--- begin RAW RECORDS ---

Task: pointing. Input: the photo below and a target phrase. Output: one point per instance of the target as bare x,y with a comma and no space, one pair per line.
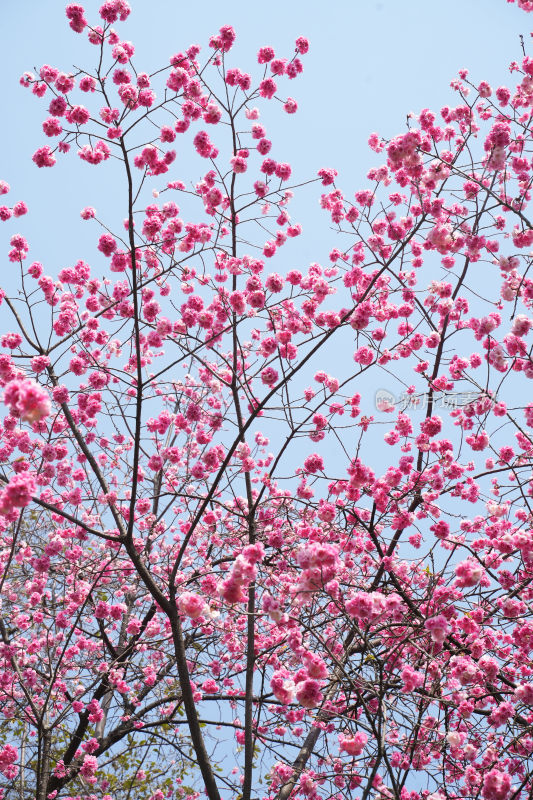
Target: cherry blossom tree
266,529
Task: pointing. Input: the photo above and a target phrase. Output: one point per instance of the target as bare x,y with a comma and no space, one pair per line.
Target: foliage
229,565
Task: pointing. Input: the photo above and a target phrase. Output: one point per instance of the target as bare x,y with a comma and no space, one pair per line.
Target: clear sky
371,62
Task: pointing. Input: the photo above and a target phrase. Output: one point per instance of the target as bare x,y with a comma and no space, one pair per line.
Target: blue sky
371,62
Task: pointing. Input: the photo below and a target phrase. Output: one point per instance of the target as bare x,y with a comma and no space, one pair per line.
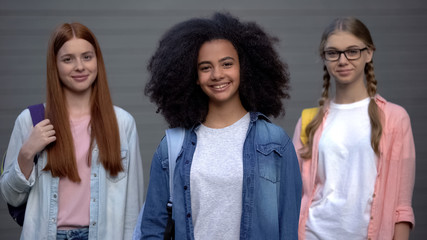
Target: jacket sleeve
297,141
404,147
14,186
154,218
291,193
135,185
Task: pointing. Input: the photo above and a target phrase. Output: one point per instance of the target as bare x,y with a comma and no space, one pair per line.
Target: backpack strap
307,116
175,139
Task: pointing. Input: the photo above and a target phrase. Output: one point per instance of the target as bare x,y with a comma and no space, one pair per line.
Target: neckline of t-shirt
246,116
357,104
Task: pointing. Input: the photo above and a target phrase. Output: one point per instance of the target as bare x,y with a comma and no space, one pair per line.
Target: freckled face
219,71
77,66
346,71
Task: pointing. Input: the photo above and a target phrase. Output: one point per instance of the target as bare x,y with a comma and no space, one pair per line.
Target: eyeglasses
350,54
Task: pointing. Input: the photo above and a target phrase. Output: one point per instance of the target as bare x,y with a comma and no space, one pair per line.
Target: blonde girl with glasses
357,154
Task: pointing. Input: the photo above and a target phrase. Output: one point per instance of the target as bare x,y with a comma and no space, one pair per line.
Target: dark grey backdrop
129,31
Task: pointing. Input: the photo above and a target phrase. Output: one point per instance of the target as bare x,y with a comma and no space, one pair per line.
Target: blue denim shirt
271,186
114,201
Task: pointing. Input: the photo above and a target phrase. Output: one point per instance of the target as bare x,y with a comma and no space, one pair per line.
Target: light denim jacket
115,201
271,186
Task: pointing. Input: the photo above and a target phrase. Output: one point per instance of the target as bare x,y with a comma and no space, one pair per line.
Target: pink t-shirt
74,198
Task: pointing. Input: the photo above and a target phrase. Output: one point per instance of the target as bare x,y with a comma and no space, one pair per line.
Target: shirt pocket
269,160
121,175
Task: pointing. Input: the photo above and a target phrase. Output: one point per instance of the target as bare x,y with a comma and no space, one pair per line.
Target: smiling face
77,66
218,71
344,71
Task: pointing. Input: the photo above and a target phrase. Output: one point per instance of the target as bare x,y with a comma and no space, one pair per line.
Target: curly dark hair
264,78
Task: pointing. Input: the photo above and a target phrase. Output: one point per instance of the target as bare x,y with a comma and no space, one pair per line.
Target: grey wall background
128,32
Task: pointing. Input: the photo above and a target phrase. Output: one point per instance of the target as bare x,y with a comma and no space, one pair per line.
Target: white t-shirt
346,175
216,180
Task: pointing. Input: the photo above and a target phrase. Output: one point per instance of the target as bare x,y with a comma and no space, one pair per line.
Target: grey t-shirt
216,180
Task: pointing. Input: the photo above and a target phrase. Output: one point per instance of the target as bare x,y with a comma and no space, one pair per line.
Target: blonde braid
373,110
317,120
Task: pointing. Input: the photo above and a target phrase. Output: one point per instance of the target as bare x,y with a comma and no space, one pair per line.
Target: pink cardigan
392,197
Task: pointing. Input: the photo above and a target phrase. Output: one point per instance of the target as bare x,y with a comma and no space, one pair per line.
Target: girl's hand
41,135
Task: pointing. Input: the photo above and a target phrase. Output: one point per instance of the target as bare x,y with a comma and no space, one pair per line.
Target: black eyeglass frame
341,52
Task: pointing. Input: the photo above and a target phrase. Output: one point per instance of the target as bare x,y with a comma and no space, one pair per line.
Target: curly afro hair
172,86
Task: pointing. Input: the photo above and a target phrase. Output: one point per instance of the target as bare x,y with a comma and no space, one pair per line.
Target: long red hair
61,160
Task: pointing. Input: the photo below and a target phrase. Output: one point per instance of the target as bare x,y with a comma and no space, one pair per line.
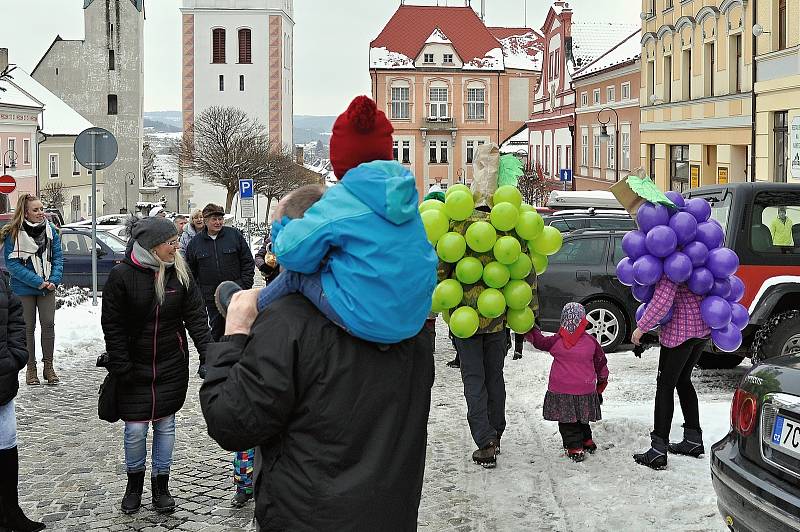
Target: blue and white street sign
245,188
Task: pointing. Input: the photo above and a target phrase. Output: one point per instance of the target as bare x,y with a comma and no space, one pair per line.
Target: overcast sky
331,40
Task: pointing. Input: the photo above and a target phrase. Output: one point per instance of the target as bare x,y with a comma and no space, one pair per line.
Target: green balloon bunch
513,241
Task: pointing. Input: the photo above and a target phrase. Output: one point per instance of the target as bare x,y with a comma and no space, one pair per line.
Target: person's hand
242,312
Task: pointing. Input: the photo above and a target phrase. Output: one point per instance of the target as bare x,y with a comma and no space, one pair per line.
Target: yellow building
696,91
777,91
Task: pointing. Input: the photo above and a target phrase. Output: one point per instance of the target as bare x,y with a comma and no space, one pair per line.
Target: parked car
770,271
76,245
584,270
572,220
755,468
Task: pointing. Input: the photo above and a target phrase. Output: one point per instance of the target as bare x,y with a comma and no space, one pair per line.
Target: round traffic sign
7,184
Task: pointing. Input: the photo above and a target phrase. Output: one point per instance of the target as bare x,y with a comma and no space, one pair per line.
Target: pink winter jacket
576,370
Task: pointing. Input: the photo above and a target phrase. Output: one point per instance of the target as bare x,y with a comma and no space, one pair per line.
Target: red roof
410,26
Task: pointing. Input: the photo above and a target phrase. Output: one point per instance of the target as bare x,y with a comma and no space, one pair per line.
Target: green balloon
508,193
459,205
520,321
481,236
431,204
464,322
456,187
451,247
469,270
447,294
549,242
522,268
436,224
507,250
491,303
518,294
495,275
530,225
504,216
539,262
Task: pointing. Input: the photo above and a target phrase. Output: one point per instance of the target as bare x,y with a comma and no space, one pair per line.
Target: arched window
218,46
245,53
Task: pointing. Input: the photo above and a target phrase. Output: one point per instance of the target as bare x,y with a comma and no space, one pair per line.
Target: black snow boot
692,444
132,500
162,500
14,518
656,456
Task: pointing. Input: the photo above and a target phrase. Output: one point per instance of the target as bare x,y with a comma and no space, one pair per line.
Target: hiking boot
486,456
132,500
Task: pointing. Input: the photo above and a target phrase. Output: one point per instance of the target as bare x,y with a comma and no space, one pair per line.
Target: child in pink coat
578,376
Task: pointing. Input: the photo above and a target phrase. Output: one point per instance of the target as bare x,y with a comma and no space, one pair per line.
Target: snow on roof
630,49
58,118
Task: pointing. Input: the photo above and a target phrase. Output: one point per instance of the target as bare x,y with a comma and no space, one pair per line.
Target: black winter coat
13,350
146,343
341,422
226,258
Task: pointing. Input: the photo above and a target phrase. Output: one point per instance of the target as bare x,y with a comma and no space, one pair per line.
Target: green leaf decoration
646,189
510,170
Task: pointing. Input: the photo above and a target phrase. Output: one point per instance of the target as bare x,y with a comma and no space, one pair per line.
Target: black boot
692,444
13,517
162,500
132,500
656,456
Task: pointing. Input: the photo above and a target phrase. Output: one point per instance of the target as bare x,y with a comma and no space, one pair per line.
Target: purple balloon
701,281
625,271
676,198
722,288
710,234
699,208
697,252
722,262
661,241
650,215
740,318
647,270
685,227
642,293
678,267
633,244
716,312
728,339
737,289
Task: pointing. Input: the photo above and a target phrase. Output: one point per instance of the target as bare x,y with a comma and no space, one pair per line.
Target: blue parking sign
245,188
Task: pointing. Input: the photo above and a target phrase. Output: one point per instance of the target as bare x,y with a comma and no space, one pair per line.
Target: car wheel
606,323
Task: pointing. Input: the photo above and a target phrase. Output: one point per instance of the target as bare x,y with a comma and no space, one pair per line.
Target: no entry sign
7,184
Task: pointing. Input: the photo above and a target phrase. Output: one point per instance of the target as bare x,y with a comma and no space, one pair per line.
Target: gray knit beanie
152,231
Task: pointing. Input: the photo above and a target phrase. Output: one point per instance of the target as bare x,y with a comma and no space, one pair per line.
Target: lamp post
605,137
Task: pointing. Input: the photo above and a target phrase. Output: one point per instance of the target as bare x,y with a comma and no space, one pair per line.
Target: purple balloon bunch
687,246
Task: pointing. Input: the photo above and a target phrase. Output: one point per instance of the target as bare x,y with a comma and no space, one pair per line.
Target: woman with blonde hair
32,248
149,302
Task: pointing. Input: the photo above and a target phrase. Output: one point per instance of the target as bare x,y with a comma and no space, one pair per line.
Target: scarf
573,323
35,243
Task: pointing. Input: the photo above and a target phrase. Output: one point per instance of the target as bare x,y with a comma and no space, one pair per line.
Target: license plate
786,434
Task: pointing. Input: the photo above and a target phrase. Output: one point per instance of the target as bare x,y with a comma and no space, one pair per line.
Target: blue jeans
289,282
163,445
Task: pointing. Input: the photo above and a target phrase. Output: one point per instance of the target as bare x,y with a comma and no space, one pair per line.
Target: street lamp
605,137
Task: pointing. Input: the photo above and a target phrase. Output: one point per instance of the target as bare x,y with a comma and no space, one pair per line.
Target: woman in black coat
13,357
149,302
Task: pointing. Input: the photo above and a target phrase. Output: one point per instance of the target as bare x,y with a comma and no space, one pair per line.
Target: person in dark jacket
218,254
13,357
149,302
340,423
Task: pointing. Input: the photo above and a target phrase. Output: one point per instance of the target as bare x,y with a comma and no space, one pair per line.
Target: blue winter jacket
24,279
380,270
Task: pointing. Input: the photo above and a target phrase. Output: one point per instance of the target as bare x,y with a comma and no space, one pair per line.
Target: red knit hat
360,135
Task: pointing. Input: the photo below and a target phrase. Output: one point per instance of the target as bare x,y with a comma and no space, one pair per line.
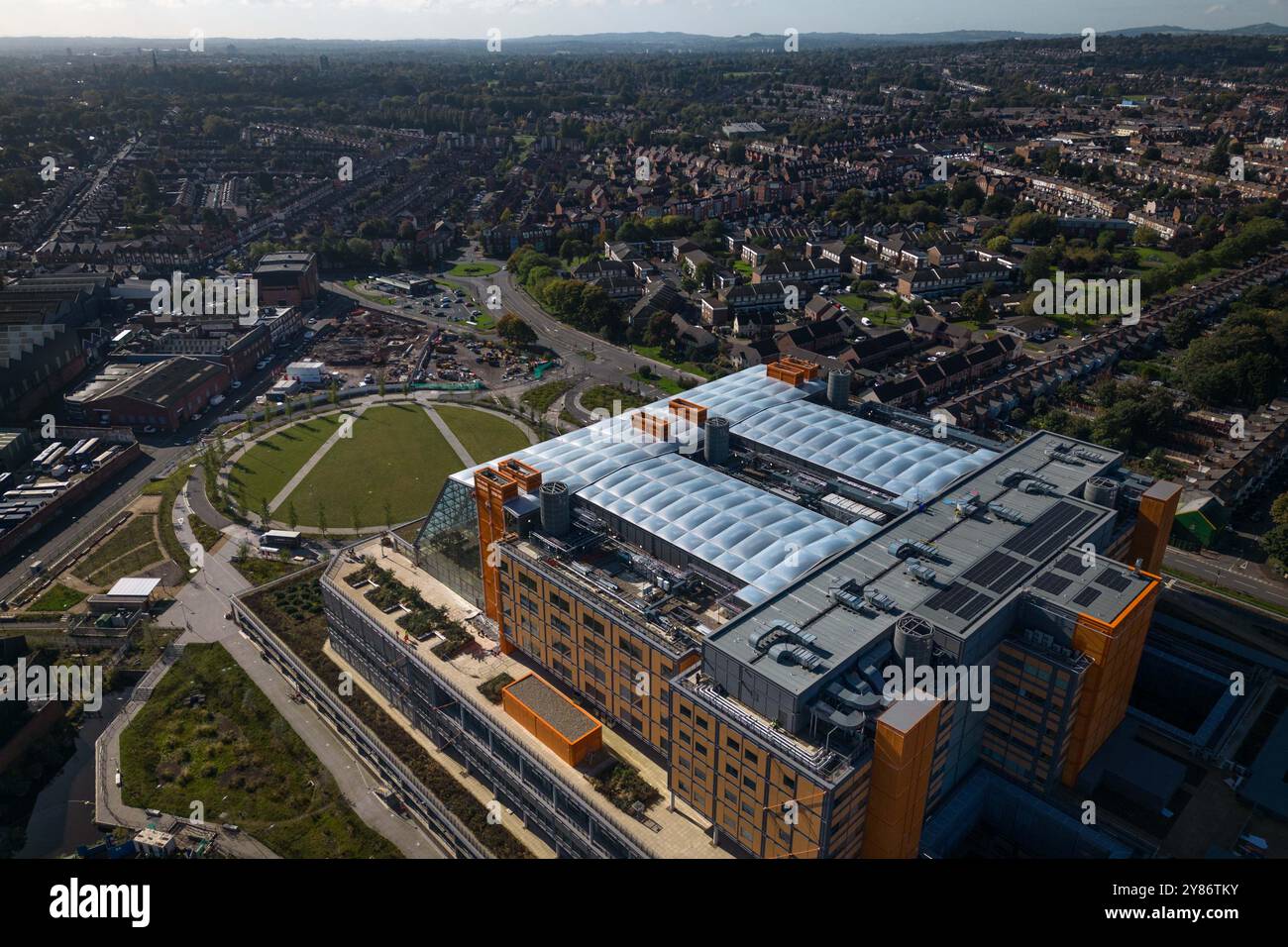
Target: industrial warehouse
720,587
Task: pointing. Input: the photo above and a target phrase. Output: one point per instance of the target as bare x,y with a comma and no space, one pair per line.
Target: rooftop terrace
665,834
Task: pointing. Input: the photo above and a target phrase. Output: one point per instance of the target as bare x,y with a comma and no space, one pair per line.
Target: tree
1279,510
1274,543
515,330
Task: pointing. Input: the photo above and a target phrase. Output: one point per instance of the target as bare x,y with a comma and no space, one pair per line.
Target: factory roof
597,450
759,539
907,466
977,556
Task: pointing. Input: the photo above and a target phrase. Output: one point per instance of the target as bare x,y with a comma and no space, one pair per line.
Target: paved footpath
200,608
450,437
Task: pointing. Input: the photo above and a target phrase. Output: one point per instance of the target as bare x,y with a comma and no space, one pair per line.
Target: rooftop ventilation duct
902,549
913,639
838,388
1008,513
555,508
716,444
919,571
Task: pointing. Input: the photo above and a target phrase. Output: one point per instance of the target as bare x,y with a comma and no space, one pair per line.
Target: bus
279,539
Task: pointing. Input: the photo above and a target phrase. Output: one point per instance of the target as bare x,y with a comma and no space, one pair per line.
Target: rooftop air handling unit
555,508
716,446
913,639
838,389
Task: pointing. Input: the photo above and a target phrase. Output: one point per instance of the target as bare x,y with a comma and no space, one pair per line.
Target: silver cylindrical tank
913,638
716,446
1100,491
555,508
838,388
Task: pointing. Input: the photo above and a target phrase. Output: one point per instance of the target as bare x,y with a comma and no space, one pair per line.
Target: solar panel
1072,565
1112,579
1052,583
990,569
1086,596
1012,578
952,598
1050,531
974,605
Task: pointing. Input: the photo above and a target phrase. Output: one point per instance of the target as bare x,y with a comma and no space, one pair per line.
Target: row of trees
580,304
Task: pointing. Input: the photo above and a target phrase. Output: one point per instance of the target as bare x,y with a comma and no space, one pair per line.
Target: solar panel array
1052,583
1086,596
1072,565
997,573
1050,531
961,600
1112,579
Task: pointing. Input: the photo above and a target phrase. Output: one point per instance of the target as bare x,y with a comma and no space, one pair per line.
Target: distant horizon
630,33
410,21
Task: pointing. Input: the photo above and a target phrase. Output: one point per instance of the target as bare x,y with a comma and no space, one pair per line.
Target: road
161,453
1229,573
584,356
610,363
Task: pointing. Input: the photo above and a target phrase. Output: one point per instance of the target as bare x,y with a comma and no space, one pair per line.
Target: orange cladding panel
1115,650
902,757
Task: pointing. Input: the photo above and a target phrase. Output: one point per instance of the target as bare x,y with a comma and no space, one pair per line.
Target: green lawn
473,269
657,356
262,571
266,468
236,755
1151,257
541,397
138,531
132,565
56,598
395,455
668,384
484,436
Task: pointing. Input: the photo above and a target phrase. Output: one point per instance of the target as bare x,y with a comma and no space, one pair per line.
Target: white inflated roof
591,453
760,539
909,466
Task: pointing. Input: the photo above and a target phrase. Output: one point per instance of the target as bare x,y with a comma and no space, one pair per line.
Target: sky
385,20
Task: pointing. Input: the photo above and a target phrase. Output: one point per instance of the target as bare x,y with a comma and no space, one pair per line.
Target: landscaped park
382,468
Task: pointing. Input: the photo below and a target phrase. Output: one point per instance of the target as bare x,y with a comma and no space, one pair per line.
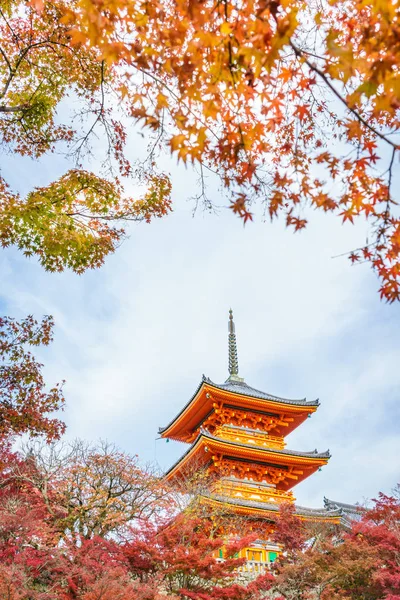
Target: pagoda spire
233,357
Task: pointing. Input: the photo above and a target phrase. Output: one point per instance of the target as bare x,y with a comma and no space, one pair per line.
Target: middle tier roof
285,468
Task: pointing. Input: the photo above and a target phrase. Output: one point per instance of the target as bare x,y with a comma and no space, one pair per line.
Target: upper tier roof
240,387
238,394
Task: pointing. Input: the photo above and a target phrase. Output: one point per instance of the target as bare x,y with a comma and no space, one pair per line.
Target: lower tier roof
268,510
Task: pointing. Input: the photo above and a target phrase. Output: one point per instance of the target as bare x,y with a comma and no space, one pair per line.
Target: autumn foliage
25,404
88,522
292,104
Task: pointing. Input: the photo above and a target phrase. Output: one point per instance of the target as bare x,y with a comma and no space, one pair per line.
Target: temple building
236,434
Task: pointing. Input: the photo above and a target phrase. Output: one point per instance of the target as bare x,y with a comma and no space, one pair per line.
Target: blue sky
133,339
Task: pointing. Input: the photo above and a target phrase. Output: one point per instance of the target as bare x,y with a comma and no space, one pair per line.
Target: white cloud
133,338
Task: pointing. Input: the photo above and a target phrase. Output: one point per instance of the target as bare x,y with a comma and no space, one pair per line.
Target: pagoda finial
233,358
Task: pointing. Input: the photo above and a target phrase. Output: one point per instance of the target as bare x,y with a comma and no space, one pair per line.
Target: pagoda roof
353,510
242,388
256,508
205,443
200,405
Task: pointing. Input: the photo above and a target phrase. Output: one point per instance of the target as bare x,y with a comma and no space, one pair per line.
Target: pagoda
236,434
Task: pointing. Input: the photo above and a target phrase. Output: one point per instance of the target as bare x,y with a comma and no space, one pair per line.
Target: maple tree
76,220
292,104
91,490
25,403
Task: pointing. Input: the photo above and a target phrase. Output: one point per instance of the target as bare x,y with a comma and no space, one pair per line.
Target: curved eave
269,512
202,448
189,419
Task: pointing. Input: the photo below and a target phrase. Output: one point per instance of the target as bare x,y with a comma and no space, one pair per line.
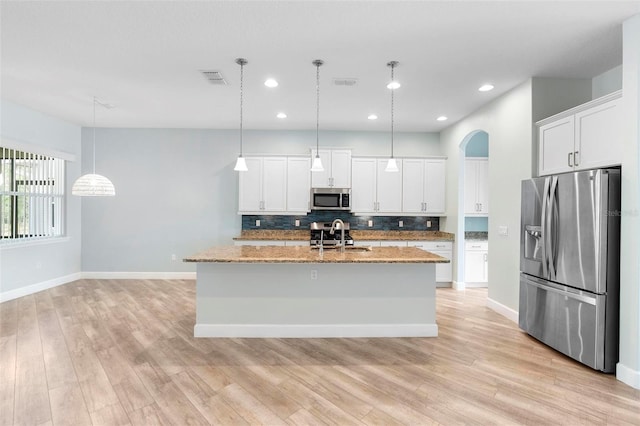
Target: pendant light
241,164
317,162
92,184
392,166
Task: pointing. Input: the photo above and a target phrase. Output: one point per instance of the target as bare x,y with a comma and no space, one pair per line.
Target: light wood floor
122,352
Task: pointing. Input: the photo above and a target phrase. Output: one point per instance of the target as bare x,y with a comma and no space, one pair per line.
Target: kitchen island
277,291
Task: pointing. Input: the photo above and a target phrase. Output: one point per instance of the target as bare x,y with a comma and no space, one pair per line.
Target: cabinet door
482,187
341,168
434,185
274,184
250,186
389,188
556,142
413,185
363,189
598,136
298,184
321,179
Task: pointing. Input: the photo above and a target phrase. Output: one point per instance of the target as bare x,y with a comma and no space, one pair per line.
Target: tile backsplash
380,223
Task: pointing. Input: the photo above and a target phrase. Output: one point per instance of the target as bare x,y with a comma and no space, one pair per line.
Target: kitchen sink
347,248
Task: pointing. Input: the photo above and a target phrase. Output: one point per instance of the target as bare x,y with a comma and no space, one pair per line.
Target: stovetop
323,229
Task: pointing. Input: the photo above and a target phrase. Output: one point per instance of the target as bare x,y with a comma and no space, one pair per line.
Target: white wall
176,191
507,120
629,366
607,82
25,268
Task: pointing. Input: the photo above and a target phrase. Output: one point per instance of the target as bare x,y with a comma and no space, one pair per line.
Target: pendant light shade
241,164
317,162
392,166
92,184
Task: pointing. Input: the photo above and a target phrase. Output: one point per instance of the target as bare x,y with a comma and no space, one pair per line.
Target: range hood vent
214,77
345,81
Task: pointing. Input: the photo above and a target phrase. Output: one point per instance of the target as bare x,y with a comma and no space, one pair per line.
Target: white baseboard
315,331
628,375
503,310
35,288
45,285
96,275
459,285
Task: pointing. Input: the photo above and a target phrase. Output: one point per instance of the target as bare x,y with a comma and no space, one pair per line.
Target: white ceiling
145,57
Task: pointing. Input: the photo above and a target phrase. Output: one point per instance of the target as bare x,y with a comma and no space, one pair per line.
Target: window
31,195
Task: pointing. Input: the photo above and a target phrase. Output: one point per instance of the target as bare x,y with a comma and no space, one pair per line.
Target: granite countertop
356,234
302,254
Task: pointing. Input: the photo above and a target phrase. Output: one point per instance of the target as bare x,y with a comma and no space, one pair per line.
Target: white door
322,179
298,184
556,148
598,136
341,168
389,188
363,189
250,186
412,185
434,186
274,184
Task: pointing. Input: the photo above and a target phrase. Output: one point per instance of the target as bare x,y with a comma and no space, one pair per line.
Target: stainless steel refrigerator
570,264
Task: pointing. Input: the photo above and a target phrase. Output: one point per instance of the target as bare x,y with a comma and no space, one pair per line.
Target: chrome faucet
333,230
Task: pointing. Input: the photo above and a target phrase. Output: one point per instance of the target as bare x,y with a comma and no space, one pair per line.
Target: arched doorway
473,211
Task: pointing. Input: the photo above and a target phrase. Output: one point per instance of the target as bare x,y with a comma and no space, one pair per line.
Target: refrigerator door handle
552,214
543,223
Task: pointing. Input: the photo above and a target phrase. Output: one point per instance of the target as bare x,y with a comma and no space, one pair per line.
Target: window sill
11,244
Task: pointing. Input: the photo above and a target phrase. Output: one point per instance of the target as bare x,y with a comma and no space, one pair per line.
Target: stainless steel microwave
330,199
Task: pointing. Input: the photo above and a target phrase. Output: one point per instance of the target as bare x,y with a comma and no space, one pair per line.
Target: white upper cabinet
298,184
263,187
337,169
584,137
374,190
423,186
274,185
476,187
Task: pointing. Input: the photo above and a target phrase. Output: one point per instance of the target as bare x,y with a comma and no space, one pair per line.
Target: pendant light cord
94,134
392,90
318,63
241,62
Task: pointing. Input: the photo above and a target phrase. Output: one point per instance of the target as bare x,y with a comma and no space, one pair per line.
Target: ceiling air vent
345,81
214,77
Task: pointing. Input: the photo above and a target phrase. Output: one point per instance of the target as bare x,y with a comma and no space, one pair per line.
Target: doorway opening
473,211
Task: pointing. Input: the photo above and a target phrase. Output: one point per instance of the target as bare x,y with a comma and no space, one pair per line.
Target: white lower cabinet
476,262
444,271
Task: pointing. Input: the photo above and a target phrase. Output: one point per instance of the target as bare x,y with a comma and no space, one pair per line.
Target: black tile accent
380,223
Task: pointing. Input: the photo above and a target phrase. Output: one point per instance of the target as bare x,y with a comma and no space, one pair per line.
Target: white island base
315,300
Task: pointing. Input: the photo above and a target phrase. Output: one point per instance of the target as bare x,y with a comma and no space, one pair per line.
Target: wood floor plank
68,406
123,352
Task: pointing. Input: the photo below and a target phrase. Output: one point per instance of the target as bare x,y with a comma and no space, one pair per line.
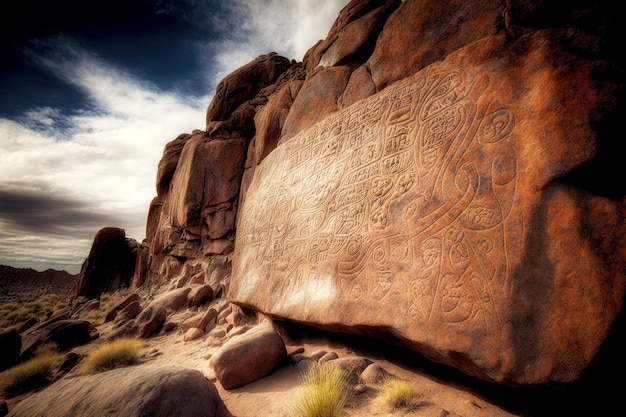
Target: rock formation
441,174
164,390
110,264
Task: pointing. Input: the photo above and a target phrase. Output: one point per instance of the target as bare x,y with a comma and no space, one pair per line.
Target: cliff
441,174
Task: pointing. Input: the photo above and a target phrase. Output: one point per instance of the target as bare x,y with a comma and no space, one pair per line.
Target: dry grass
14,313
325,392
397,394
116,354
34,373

--- end RAW RECORDS ---

> GIVEN TASK:
Show each line of the records above that contains the word "girl", copying every such line in full.

> EXERCISE SOLUTION:
Target: blonde girl with glasses
Target: girl's hand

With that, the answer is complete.